Five notable 2-6-0 locomotives are still in operation in the United States.
- Southern Pacific No. 1744 has spent more time out of service than it did under its own power in the preservation era. It is now being planned to operate on the Niles Canyon Railway in Sunol, California.
- Ex New Berlin & Winfield Railroad No. 2, built by the Baldwin Locomotive Works in 1906, was rebuilt and is maintained by the Midwest Central Railroad.
- Walt Disney World Railroad (WDWRR) No. 2 Lilly Belle, built in September 1928 by the Baldwin Locomotive Works as No. 76 (later No. 260) for the United Railways of Yucatán in Mexico, operates on the railroad circling the Magic Kingdom in Orlando, Florida since 1 October 1971. Due to mechanical problems, this locomotive was used exclusively for daily park opening ceremonies until it was shipped to the Strasburg Rail Road for an extensive overhaul in 2010. In late July 2016, it returned to the Magic Kingdom and resumed service on November 23, 2016.
- Canadian National 89 operates in excursion service on the Strasburg Rail Road in Strasburg, Pennsylvania.
- Canadian National 91 operates in excursion service on the Middletown and Hummelstown Railroad in Hummelstown, Pennsylvania and is out of service undergoing an FRA inspection.
- Everett Railroad 11 operates tourist trains on the Hollidaysburg, Pennsylvania-based shortline.

Preserved non-operating examples include:
- The Virginia & Truckee Railroad No. 13, Empire at the California State Railroad Museum in Sacramento, California.
- The Canadian National Railways No. 96 at the Age of Steam Roundhouse in Sugarcreek, Ohio.

Work instruction 1:
According to the text on 2-6-0 locomotives, which organization rebuilt and maintains ex New Berlin & Winfield Railroad No. 2?
Work instruction 2:
Please write out the part of the text on 2-6-0 locomotives starting with "- Walt Disney" and going on through "in Strasburg, Pennsylvania.", word for word.
Answer using only the text on 2-6-0 locomotives, not the data.

Provided records:
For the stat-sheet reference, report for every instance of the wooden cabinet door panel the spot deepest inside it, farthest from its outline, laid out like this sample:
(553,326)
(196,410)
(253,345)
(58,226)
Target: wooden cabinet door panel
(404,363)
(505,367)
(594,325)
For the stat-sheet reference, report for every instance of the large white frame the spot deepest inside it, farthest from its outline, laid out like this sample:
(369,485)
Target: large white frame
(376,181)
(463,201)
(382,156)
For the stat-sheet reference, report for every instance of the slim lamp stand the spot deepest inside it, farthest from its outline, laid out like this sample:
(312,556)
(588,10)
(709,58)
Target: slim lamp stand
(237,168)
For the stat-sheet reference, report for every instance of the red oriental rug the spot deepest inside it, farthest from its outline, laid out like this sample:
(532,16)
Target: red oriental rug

Worked solution 1:
The Midwest Central Railroad.

Worked solution 2:
- Walt Disney World Railroad (WDWRR) No. 2 Lilly Belle, built in September 1928 by the Baldwin Locomotive Works as No. 76 (later No. 260) for the United Railways of Yucatán in Mexico, operates on the railroad circling the Magic Kingdom in Orlando, Florida since 1 October 1971. Due to mechanical problems, this locomotive was used exclusively for daily park opening ceremonies until it was shipped to the Strasburg Rail Road for an extensive overhaul in 2010. In late July 2016, it returned to the Magic Kingdom and resumed service on November 23, 2016.
- Canadian National 89 operates in excursion service on the Strasburg Rail Road in Strasburg, Pennsylvania.